• [Listing]:
*-*-*

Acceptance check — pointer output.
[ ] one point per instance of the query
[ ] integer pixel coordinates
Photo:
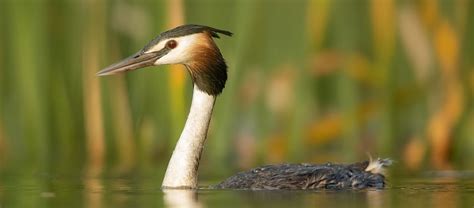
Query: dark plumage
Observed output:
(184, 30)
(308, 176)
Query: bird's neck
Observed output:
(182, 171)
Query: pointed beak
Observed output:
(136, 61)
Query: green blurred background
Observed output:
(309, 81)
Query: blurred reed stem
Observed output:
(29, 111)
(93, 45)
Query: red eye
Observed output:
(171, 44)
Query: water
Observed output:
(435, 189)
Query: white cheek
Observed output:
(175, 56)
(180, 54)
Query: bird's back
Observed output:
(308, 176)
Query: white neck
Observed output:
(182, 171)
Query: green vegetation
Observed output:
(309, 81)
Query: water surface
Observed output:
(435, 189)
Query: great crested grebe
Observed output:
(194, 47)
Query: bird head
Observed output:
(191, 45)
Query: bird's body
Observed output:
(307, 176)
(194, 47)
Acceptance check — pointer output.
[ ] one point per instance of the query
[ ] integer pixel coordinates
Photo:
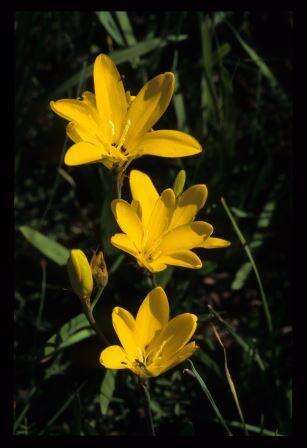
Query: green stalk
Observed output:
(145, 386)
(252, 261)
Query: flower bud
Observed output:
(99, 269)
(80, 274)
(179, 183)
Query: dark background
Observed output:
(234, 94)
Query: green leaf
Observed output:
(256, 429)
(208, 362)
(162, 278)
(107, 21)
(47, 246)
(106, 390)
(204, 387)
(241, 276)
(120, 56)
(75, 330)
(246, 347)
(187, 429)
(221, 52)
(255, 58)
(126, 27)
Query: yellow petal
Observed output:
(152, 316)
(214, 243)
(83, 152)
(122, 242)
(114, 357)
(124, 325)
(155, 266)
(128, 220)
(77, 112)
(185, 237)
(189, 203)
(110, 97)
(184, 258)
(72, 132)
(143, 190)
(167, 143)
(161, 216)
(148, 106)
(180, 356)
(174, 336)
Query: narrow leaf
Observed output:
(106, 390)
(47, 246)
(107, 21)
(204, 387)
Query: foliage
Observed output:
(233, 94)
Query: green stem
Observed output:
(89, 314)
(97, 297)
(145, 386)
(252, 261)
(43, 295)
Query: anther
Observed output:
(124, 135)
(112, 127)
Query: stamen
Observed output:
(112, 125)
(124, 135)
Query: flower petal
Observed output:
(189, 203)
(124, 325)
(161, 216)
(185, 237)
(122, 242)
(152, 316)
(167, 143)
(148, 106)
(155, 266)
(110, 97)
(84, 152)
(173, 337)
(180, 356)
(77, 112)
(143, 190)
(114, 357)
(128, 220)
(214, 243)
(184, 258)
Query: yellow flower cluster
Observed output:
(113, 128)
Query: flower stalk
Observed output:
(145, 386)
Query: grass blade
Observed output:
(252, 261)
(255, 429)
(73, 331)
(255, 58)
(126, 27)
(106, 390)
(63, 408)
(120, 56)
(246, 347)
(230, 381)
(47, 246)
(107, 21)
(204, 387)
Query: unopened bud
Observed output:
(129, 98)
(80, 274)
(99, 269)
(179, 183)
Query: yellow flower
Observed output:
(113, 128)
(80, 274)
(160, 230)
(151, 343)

*-*-*

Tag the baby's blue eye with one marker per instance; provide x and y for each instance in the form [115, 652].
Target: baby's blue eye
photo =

*-*-*

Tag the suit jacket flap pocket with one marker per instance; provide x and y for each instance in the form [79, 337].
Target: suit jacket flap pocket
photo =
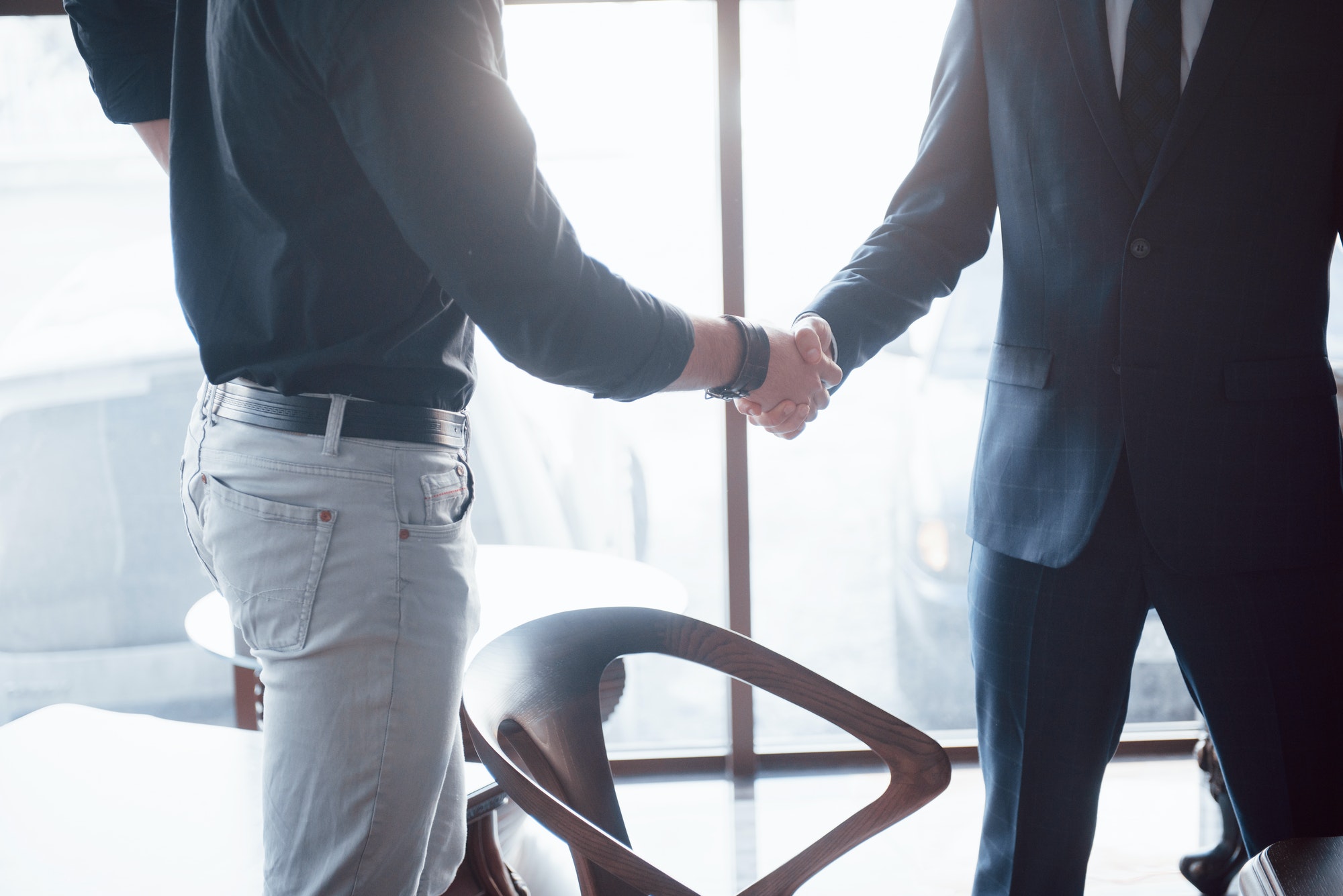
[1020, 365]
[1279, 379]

*-*-*

• [Aim of the exercise]: Please echo the data from the line with "Tag the suit" to the line with "[1279, 379]", leaving out the pictures.

• [The answer]:
Tag the suit jacket flap pocket with one marker per instance; provide x and y for each instance in the form [79, 337].
Target: suit jacket flap pocket
photo =
[1020, 365]
[1279, 379]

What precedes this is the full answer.